**** DATA SHOWN ****
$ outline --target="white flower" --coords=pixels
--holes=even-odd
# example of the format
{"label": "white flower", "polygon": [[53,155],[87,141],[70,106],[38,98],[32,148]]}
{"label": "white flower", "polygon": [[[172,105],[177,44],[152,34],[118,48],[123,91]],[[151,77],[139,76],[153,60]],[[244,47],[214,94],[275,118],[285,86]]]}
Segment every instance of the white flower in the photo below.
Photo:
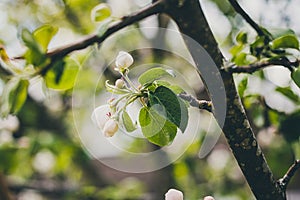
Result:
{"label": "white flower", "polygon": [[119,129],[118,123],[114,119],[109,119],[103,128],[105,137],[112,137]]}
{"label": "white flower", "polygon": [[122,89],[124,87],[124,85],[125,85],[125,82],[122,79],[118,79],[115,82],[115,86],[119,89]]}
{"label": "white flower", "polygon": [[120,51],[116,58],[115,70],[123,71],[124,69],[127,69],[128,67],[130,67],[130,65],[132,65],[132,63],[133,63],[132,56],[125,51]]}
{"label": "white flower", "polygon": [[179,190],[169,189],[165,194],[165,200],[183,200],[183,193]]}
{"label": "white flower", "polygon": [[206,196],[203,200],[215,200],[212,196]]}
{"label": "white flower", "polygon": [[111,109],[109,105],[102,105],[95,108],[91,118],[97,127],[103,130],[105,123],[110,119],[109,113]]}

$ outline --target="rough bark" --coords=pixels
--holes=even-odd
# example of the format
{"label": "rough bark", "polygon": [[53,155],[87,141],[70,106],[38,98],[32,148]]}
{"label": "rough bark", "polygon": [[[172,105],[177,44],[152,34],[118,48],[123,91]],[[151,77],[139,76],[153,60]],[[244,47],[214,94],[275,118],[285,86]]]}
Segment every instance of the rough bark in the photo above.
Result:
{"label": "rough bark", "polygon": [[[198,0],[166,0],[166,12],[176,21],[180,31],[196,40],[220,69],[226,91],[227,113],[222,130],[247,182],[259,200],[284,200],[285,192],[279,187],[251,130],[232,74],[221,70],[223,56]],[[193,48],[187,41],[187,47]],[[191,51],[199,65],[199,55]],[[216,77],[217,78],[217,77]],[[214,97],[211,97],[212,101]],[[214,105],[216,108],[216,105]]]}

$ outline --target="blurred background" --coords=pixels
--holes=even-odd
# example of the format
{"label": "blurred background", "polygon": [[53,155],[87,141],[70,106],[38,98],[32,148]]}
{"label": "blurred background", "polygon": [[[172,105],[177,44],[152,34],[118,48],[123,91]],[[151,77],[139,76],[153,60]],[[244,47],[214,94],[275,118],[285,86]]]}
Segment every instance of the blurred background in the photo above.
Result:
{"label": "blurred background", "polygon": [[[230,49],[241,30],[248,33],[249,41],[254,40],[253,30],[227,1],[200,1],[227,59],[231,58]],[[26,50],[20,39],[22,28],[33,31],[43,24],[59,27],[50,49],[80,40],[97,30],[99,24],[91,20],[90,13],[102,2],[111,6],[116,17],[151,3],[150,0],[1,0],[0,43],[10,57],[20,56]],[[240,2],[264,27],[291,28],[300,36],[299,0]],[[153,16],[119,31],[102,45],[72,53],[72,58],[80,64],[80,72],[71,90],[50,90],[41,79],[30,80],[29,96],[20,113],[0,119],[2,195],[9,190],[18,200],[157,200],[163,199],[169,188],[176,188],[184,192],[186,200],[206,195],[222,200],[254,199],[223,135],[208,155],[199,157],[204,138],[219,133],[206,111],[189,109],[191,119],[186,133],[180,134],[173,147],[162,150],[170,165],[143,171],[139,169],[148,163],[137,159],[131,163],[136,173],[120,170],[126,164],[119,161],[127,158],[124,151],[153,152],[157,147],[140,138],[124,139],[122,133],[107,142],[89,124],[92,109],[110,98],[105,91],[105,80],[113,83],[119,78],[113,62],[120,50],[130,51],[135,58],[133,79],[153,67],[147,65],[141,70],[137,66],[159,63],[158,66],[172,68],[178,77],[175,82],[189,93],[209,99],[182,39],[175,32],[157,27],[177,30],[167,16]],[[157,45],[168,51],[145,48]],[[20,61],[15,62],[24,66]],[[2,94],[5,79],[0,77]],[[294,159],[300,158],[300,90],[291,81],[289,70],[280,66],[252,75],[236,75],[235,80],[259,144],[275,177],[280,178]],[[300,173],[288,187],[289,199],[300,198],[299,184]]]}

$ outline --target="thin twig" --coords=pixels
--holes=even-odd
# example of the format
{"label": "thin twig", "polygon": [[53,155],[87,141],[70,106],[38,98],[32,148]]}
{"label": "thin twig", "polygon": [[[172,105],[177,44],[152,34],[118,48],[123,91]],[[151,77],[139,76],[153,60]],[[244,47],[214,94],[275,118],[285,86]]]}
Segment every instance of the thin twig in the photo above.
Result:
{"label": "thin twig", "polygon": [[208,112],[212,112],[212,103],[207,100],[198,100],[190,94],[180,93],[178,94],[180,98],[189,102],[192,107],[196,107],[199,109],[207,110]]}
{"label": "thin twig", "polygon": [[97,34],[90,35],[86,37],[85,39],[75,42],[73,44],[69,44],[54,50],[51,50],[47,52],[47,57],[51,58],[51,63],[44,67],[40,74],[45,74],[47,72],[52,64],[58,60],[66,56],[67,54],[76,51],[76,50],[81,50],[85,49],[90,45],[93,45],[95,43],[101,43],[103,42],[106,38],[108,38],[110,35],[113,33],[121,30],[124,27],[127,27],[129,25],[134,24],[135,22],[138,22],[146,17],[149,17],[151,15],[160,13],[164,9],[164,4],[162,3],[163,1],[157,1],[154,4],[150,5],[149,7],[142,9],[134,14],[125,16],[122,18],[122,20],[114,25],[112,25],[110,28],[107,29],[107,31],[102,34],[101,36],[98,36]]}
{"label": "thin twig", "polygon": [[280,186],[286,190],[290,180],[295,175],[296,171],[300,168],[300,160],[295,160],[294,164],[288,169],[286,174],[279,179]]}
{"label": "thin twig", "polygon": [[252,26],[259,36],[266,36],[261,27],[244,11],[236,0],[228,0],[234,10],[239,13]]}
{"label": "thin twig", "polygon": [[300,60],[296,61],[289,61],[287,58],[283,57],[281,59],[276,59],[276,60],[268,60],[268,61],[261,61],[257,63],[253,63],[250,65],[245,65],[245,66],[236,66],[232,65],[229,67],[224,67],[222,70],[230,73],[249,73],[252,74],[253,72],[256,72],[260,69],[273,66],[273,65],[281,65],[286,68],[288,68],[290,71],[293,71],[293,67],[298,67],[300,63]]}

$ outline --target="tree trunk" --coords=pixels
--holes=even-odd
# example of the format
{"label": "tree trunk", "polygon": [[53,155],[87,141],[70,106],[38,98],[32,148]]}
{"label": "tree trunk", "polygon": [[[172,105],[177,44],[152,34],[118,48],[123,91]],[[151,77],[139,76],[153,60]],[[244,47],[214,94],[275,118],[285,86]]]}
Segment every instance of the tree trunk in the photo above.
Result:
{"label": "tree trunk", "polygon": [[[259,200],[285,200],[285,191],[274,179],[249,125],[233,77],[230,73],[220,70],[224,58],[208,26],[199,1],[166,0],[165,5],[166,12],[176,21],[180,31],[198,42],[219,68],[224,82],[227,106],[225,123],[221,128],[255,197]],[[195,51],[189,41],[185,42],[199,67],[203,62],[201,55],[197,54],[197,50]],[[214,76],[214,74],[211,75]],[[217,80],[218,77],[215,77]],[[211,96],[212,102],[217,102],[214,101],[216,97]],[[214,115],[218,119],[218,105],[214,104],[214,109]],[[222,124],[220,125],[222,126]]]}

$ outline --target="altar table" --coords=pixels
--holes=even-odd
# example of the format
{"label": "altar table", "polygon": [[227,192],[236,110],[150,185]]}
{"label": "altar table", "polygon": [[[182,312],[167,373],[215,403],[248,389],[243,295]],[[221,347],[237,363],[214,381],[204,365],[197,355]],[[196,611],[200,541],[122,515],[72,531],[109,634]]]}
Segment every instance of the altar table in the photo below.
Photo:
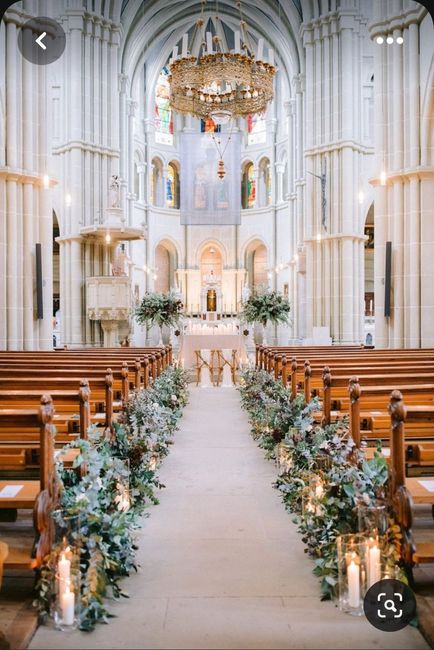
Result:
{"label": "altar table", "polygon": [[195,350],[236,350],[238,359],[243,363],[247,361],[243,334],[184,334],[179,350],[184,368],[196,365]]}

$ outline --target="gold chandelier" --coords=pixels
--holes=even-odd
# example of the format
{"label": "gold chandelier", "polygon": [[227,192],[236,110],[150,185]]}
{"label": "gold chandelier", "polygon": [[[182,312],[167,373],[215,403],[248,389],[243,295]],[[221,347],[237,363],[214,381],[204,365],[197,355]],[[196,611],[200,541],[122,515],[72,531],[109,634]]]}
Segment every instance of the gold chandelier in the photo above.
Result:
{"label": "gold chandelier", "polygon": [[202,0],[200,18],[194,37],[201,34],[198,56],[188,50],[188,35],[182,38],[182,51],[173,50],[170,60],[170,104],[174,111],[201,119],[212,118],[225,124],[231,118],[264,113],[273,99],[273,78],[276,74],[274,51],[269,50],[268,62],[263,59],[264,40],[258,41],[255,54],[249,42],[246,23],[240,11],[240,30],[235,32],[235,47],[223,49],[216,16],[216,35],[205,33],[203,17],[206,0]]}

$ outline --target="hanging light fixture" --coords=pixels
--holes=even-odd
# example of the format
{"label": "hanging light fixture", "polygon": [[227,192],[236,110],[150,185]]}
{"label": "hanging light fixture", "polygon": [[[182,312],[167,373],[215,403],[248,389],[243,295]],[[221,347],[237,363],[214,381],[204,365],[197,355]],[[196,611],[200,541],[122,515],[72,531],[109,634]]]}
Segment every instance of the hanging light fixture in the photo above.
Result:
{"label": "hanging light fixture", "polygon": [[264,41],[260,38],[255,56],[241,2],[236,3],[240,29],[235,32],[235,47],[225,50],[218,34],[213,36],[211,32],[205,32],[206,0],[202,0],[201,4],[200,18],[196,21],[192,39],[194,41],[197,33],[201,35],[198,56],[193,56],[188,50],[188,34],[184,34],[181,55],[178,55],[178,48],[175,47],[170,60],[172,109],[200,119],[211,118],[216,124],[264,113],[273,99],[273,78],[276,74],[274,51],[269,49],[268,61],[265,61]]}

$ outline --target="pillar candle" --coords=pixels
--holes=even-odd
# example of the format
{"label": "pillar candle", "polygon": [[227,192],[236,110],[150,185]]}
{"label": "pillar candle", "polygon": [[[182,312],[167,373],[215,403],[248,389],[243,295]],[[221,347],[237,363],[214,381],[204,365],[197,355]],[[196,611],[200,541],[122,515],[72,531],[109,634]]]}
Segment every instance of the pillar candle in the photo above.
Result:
****
WHAT IS BEING ASKED :: Take every line above where "Segment" appears and copy it.

EXERCISE OUTPUT ::
Segment every instance of the white flower in the photo below.
Segment every instance of the rough bark in the photo above.
Segment every instance of the blurred background in the photo above.
Segment every instance of the thin twig in the photo above.
Segment every instance of the tree trunk in the photo above.
Segment every instance of the altar table in the photo below.
Segment every instance of the gold chandelier in the photo above.
Segment every instance of the hanging light fixture in the photo above.
Segment every instance of the pillar candle in the photo above.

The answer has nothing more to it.